READING TEXT:
■ ■ ■ ■ ■
Four Corners Property Trust, Inc.
591 Redwood Highway, Suite 1150
Mill Valley, California 94941


Re:    Four Corners Property Trust, Inc.

Ladies and Gentlemen:

We have acted as special tax counsel to Four Corners Property Trust, Inc., a Maryland corporation (the “Company”), in connection with (i) the Company’s registration statement on Form S-3 (the “Registration Statement”), including a base prospectus (the “Base Prospectus”), which provides that it will be supplemented by one or more prospectus supplements, filed on December 5, 2016 with the Securities and Exchange Commission (the “Commission”) under the Securities Act of 1933, as amended (the “Act”) and (ii) the Company’s filing on the date hereof with the Commission of a Current Report on Form 8-K (the “October Current Report”). You have provided us with a draft of the October Current Report in the form in which it will be filed with the Commission.
You have requested our opinion concerning (i) the statements set forth in Exhibit 99.1 to the October Current Report under the caption “United States Federal Income Tax Considerations,” and (ii) certain of the federal income tax consequences to the Company of its election to be treated as a “real estate investment trust” (a “REIT”) under the Internal Revenue Code of 1986, as amended (the “Code”). This opinion is based on various facts and assumptions, and is conditioned upon certain representations made by the Company as to factual matters through a certificate of an officer of the Company and its subsidiaries (the “Officer's Certificate”). This opinion is also based upon the factual representations of the Company concerning its business, properties and governing documents as set forth in the Registration Statement, the Base Prospectus and the October Current Report. For purposes of our opinion, we have not made an independent investigation or audit of the facts set forth in the above referenced documents or in the Officer's Certificate. In rendering this opinion we have assumed the truth and accuracy of all representations and statements made to us that are qualified as to knowledge or belief, without regard to such qualification.
In our capacity as special tax counsel to the Company, we have made such legal and factual examinations and inquiries, including an examination of originals or copies certified or otherwise identified to our satisfaction of such documents, corporate records and other instruments as we have deemed necessary or appropriate for purposes of this opinion. In our examination, we have assumed the authenticity of all documents submitted to us as originals, the genuineness of all signatures thereon, the legal capacity of natural persons executing such documents and the conformity to authentic original documents of all documents submitted to us as copies.
■ ■ ■ ■ ■
ITEMS:

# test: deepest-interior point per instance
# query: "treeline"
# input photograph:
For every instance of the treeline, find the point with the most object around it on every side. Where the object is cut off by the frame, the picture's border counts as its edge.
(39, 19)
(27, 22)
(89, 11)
■ ■ ■ ■ ■
TASK 1: From the tax opinion letter, reproduce word for word the part that opens with the words containing "Re:    Four Corners Property" and closes with "with the Commission.".
TASK 2: Decide whether each statement agrees with the tax opinion letter. Answer yes or no, quoting the words of the letter that settle it: (a) The Registration Statement was filed on December 5, 2016. (b) Counsel carried out an independent audit of the facts in the Officer's Certificate. (c) The Company is a Delaware corporation.

FULL SOLUTION 1:
Re:    Four Corners Property Trust, Inc.

Ladies and Gentlemen:

We have acted as special tax counsel to Four Corners Property Trust, Inc., a Maryland corporation (the “Company”), in connection with (i) the Company’s registration statement on Form S-3 (the “Registration Statement”), including a base prospectus (the “Base Prospectus”), which provides that it will be supplemented by one or more prospectus supplements, filed on December 5, 2016 with the Securities and Exchange Commission (the “Commission”) under the Securities Act of 1933, as amended (the “Act”) and (ii) the Company’s filing on the date hereof with the Commission of a Current Report on Form 8-K (the “October Current Report”). You have provided us with a draft of the October Current Report in the form in which it will be filed with the Commission.

FULL SOLUTION 2:
(a) Yes: "filed on December 5, 2016 with the Securities and Exchange Commission"
(b) No: "we have not made an independent investigation or audit of the facts set forth in the above referenced documents or in the Officer's Certificate"
(c) No: "a Maryland corporation"